==== Document ====

Frank, A book by Werner Lange, called Social Spirituality, addresses the social branch of spirituality very well. But I think this 2004 book was self published, and possibly difficult to get hold of. Lange is a sociologist and minister who is a professor at the college my youngest son, John, attended – Edinboro University, Penn. Lange tracks the social (or as you say, connective) branch of spirituality back to the Social Gospel movement in the early 1900′s, and also cites earlier (much earlier- ancient) cosmological theologies as origins of the concept of a social spirituality. He also mention’s Mathew Fox’s Creation Spirituality (a book published in 1994) as an important thread in the narative about the social aspect of spirituality.
Here is an excerpt from Werner that I (with his permission, by email) included in my (unpublished) book Allsville Emerging:
“At the center of the social gospel is the concept and reality of the kingdom of God. Much like The Spirit itself, the kingdom of God has both an individual and a social dimension: both a material as well as nonmaterial manifestation; and both a heavenly and earthly residency. …Clearly, the kingdom of God demands fulfillment of both the physical and spiritual needs of humanity. However, it also projects not only the centrality of the spiritual, but the economic conversion of society once the spiritual is the social focus. Instead of an economy based upon the search for and maximization of private profit, the godly search is for social righteousness and its maximization. Rather than a society enriching the few at the expense of the many, there is a society that uses all of its resources to promote the common good through abolition of material poverty and elevation of spiritual wealth.”
Darrell
Sometime back I had read a quote, “Don’t be so heavenly bound, that you are no earthly good.” Seems to work well with your quote Andrew..and I agree with you, spirituality looses its significance, if we cannot hold our heads on our shoulders correctly.
Hi Prerena,
That’s a really neat quote you share. TY for ” “Don’t be so heavenly bound, that you are no earthly good.” It really underlines what Andrew has talked about with his article above.
Aloha, Frank
Prerena, Thanks for that quote. I hadn’t heard it before. Rings true to “faith without works,” etc. And does fit very well with the main theme of Andrew’s post.

==== Source material ====

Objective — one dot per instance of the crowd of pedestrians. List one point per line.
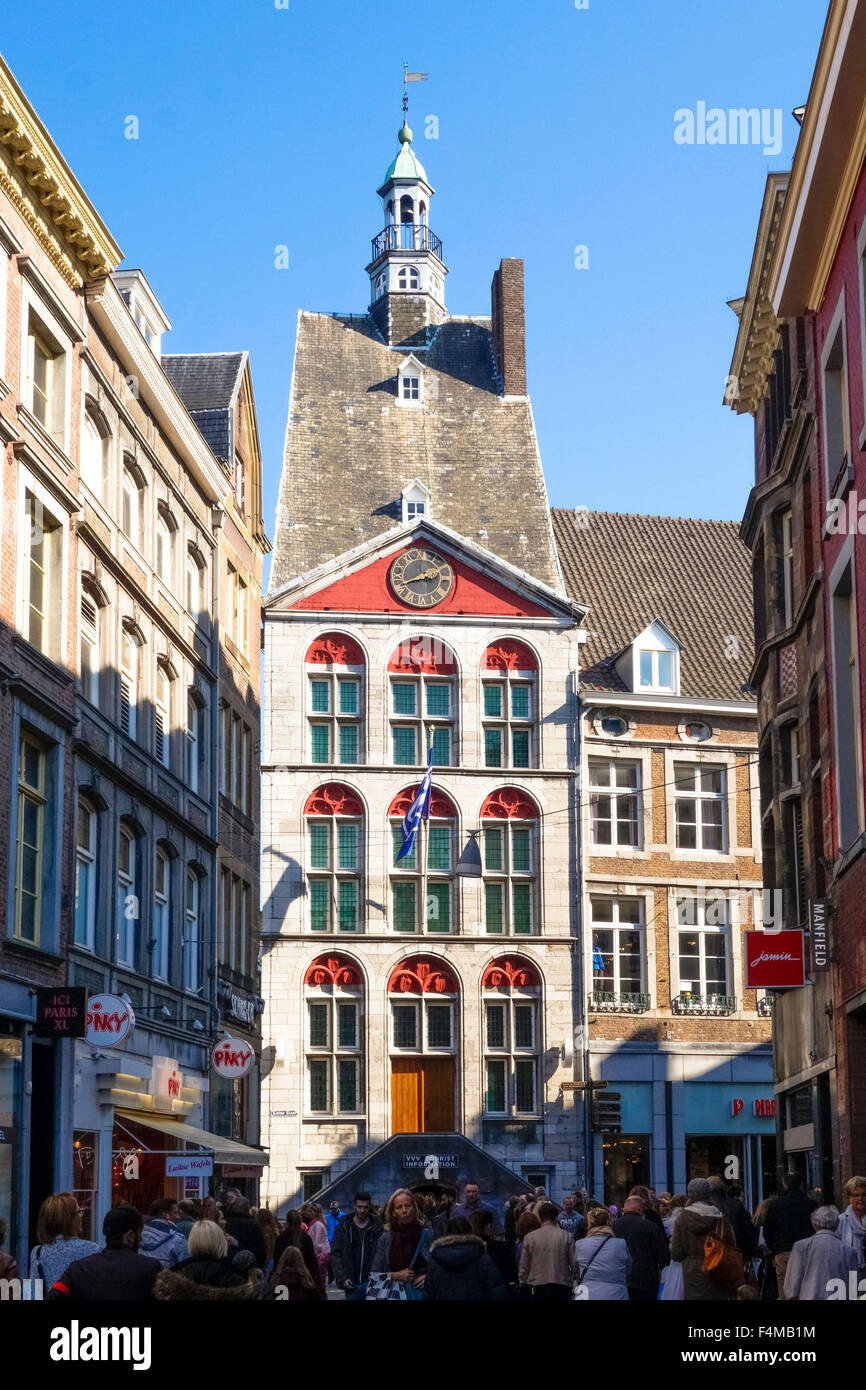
(698, 1246)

====

_Tasks to complete_.
a) Answer these questions from the discussion of social spirituality, one per line:
(i) In what year was Werner Lange's book Social Spirituality published?
(ii) What title is given for the writer's unpublished book?
(iii) In the quoted excerpt, the fulfillment of what does the kingdom of God demand?
b) Set down the passage of the discussion on social spirituality that opens with the words containing "Aloha, Frank" and closes with "of Andrew’s post.".
c) List every book title named in the discussion of social spirituality.

_The results_.
a)
(i) 2004
(ii) Allsville Emerging
(iii) Both the physical and spiritual needs of humanity

b)
Aloha, Frank
Prerena, Thanks for that quote. I hadn’t heard it before. Rings true to “faith without works,” etc. And does fit very well with the main theme of Andrew’s post.

c)
Social Spirituality
Creation Spirituality
Allsville Emerging